* **WHAT YOU NEED TO DO**
Rewrite the records from the line containing "72L51 71L53 81H57V68L43" through the last line as a numbered list, leaving out any blank lines.

* **DATASET CONTENT**
== == ==

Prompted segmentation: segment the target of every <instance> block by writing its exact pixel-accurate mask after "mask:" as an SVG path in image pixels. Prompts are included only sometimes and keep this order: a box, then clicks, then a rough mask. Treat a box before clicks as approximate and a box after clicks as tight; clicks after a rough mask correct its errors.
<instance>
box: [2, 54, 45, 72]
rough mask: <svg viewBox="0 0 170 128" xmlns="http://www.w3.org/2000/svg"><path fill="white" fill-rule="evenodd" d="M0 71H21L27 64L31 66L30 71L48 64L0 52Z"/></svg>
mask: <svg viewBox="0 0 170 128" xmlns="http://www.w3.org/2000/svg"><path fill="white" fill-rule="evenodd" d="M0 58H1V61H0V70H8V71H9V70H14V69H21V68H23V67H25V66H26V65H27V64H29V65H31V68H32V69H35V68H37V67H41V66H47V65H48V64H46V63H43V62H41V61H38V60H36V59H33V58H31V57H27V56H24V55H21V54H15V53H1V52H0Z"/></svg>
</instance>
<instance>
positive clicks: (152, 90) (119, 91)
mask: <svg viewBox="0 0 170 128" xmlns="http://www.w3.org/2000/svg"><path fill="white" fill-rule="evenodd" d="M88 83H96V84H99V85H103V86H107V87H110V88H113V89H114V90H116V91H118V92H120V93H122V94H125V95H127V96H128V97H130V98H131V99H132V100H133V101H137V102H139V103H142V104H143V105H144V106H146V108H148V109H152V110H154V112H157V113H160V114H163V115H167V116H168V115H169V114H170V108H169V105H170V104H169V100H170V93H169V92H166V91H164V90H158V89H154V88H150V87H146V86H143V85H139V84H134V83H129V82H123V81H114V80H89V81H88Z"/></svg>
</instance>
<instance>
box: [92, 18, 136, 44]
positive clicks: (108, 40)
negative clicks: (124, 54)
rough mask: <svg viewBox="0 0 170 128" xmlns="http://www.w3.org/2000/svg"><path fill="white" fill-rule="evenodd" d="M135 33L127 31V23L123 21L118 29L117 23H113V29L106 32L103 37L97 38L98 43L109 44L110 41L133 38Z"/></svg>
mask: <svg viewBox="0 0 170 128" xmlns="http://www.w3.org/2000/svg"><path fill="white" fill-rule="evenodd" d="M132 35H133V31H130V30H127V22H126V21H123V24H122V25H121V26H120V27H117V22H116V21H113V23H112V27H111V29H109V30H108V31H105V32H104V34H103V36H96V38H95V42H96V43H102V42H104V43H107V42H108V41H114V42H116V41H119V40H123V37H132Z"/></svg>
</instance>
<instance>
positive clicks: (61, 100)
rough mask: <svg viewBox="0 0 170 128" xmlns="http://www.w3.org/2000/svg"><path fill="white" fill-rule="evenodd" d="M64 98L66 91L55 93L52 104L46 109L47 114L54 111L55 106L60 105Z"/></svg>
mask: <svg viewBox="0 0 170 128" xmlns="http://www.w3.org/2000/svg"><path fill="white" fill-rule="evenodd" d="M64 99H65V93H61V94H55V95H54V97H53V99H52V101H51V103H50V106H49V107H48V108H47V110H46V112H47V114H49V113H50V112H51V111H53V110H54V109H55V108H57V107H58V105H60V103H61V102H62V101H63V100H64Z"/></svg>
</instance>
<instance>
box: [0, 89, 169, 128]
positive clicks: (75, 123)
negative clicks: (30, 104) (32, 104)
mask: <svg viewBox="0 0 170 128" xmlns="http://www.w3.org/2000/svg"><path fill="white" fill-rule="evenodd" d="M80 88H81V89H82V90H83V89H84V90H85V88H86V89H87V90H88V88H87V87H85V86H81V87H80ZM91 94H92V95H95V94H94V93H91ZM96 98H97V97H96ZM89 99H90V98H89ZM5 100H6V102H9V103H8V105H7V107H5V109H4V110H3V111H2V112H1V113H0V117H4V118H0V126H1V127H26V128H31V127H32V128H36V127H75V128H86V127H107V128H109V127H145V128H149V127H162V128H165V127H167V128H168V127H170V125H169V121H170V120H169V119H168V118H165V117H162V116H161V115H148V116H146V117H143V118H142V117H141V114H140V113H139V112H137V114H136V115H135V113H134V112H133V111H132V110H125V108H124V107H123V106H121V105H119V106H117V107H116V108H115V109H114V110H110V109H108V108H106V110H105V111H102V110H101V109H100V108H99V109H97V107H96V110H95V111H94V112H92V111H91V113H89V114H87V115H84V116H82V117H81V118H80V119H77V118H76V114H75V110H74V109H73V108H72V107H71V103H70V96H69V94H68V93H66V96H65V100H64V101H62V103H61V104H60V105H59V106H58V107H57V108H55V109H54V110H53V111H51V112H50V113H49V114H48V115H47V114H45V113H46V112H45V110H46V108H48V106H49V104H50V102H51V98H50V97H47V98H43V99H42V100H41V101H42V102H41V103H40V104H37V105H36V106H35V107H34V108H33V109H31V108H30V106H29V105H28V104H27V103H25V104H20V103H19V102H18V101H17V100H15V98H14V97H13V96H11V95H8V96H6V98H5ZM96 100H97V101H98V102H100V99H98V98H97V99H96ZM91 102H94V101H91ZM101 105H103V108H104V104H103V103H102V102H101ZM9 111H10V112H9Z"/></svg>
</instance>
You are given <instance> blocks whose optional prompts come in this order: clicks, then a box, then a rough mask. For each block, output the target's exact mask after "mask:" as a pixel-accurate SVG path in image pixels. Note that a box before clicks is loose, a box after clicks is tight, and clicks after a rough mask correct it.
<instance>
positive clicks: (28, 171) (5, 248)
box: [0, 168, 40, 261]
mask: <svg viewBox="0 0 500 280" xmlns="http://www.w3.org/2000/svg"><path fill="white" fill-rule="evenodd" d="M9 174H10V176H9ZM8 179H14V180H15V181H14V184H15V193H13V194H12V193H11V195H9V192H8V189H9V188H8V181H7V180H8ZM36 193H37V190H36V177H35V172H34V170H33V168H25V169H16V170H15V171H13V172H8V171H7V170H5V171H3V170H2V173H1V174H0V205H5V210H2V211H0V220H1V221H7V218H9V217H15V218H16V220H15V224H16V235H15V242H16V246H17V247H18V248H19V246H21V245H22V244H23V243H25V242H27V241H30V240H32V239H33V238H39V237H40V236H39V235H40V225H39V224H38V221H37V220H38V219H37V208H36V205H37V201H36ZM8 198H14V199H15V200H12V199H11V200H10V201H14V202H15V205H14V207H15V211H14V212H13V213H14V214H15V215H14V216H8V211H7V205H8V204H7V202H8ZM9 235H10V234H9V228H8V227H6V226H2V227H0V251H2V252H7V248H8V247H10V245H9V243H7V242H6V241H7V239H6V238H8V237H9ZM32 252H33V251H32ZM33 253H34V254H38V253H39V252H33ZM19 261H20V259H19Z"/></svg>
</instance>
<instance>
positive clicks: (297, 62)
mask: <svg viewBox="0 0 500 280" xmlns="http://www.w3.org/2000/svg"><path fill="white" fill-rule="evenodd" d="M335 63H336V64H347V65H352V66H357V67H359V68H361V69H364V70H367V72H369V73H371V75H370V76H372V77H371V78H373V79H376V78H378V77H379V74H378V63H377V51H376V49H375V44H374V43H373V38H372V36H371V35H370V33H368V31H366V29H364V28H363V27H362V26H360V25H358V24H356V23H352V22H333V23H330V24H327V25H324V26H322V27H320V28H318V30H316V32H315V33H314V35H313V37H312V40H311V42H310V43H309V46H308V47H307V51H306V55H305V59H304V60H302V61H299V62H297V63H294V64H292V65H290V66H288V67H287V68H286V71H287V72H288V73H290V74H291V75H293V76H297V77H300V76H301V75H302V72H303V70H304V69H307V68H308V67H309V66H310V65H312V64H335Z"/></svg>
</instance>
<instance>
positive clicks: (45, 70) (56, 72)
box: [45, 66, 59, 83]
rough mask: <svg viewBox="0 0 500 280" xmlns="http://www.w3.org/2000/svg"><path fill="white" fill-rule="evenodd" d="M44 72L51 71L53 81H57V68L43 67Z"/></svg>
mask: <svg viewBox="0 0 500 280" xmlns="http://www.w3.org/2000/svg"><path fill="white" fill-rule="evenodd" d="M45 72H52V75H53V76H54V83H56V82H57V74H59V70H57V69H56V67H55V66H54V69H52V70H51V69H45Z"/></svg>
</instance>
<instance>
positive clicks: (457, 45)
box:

== == ==

* **ANSWER TO THE EXERCISE**
1. rough mask: <svg viewBox="0 0 500 280" xmlns="http://www.w3.org/2000/svg"><path fill="white" fill-rule="evenodd" d="M44 72L51 71L53 81H57V68L43 67Z"/></svg>
2. mask: <svg viewBox="0 0 500 280" xmlns="http://www.w3.org/2000/svg"><path fill="white" fill-rule="evenodd" d="M45 72H52V75H53V76H54V83H56V82H57V74H59V70H57V69H56V67H55V66H54V69H52V70H51V69H45Z"/></svg>
3. </instance>
4. <instance>
5. positive clicks: (457, 45)
6. box:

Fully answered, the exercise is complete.